● **DATA IN THIS EXERCISE**:
--- BEGIN ---
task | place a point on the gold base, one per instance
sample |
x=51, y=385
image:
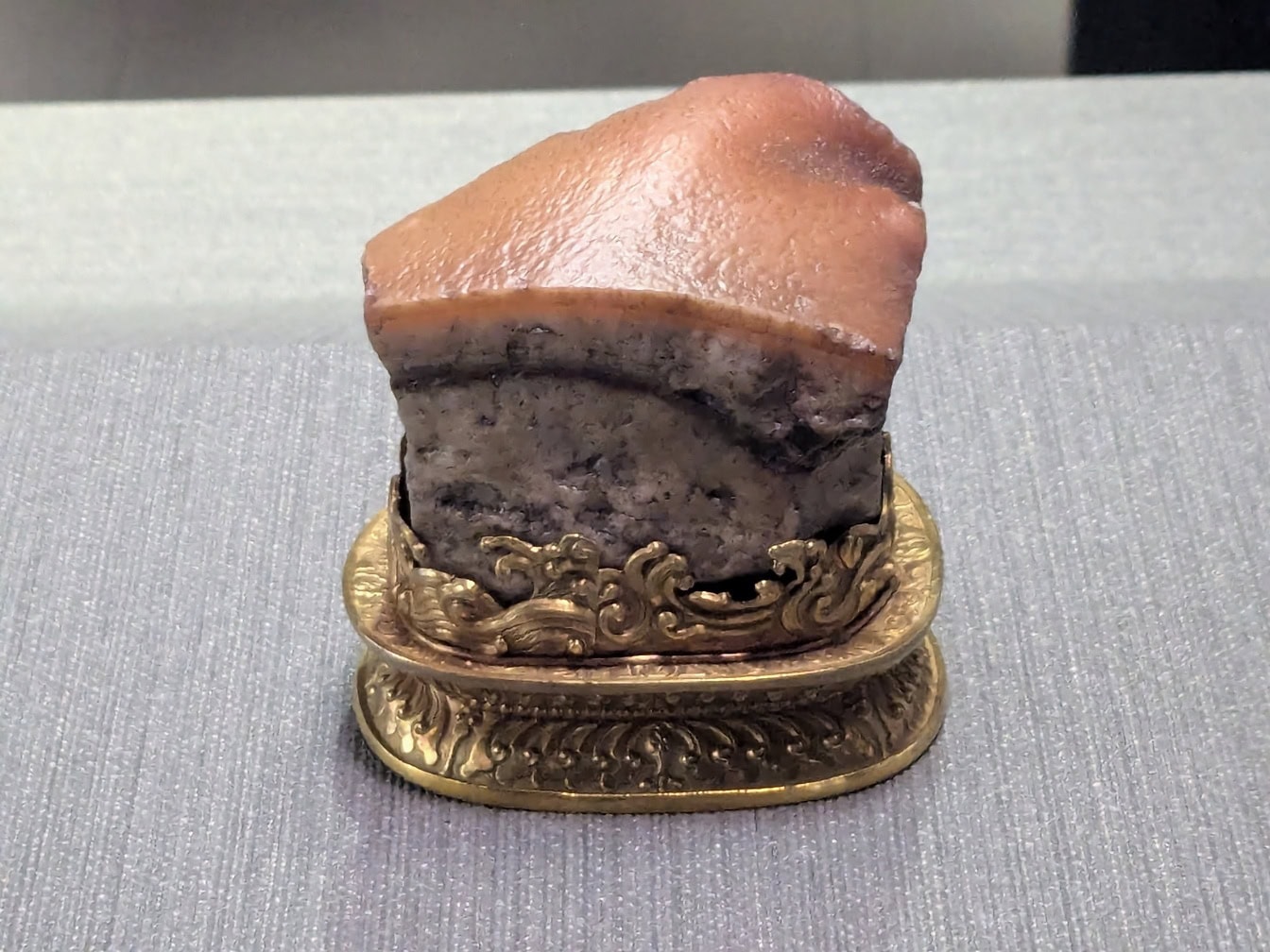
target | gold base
x=657, y=734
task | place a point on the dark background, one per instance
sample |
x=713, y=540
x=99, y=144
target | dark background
x=172, y=48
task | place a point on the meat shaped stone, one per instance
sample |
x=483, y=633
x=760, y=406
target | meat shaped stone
x=679, y=324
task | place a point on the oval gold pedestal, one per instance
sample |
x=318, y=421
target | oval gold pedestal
x=657, y=735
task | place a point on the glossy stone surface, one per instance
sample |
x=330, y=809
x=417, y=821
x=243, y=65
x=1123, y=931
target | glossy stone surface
x=679, y=324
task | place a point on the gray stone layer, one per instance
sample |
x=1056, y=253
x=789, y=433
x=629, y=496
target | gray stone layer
x=630, y=433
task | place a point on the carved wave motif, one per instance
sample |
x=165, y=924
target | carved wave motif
x=819, y=591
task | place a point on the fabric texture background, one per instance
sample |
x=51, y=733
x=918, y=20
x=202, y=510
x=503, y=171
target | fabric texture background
x=180, y=768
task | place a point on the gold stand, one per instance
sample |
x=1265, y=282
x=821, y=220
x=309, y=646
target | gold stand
x=649, y=733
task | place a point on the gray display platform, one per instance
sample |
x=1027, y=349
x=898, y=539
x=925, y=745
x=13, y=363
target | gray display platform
x=193, y=431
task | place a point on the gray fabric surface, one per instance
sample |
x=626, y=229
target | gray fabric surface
x=178, y=763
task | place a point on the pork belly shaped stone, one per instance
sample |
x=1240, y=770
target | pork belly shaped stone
x=679, y=324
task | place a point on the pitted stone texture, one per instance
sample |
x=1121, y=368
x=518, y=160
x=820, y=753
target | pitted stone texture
x=681, y=324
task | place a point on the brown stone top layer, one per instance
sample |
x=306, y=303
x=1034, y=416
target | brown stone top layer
x=764, y=205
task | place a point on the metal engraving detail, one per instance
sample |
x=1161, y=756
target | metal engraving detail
x=575, y=744
x=819, y=591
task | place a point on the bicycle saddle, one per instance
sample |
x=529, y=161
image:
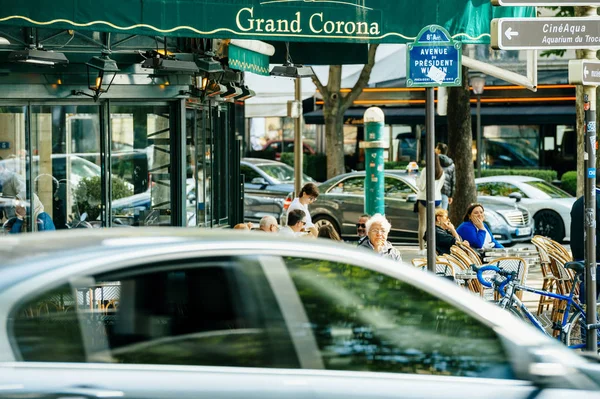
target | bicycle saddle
x=577, y=267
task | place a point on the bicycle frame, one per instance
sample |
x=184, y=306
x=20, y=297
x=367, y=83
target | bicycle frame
x=510, y=298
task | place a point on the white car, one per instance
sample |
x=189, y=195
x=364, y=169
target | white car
x=549, y=205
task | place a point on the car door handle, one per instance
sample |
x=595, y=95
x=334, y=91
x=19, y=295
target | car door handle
x=88, y=392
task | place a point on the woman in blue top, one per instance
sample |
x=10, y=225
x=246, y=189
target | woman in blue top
x=473, y=230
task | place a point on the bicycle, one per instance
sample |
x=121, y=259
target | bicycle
x=573, y=328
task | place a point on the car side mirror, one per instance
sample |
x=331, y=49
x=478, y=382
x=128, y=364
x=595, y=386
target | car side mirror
x=259, y=180
x=516, y=196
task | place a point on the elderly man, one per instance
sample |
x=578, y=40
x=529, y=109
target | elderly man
x=378, y=228
x=361, y=227
x=308, y=195
x=296, y=222
x=268, y=224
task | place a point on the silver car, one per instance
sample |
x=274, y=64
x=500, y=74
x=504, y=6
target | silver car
x=183, y=313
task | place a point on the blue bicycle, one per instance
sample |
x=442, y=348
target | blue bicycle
x=573, y=328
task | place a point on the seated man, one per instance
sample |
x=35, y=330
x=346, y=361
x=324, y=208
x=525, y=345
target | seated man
x=378, y=228
x=445, y=234
x=296, y=223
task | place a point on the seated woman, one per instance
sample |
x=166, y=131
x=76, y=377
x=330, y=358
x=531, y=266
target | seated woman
x=445, y=234
x=474, y=231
--- END ---
● **WRITTEN EXERCISE**: Write out again the lines from the line with "task | place a point on the brown" to the line with "x=516, y=196", both included, with each request kept. Multiply every answer coordinate by 1.5 and round to whole numbers, halves up, but keep the numbers in the requests and their format samples unchanged, and leave the pictures out.

● **FULL OUTPUT**:
task | place a point on the brown stone top layer, one per instance
sample |
x=306, y=303
x=1034, y=416
target | brown stone top layer
x=1146, y=308
task | place a point on the metal engraving detail, one per instance
sample |
x=1161, y=756
target | metal engraving detail
x=863, y=1116
x=1229, y=887
task | place a point on the bicycle saddle, one per instance
sample |
x=529, y=161
image:
target | bicycle saddle
x=866, y=401
task | place a point on the bicycle frame, one per instance
sample |
x=184, y=306
x=20, y=297
x=367, y=83
target | bicycle frame
x=765, y=447
task | place a point on the white car, one per instance
sample |
x=189, y=195
x=364, y=169
target | white car
x=824, y=308
task | place a point on the car door handle, one per instance
sample |
x=595, y=95
x=334, y=91
x=19, y=295
target | car door handle
x=132, y=588
task | place a point on the woman in blue top, one per instance
sample |
x=10, y=225
x=246, y=189
target | woman in blue top
x=710, y=345
task | place a point on the bicycle, one per instance
sample |
x=121, y=259
target | bicycle
x=860, y=492
task | place a point on the car side mirror, one per instance
sample |
x=331, y=49
x=478, y=382
x=128, y=364
x=595, y=386
target | car side mirror
x=389, y=270
x=774, y=294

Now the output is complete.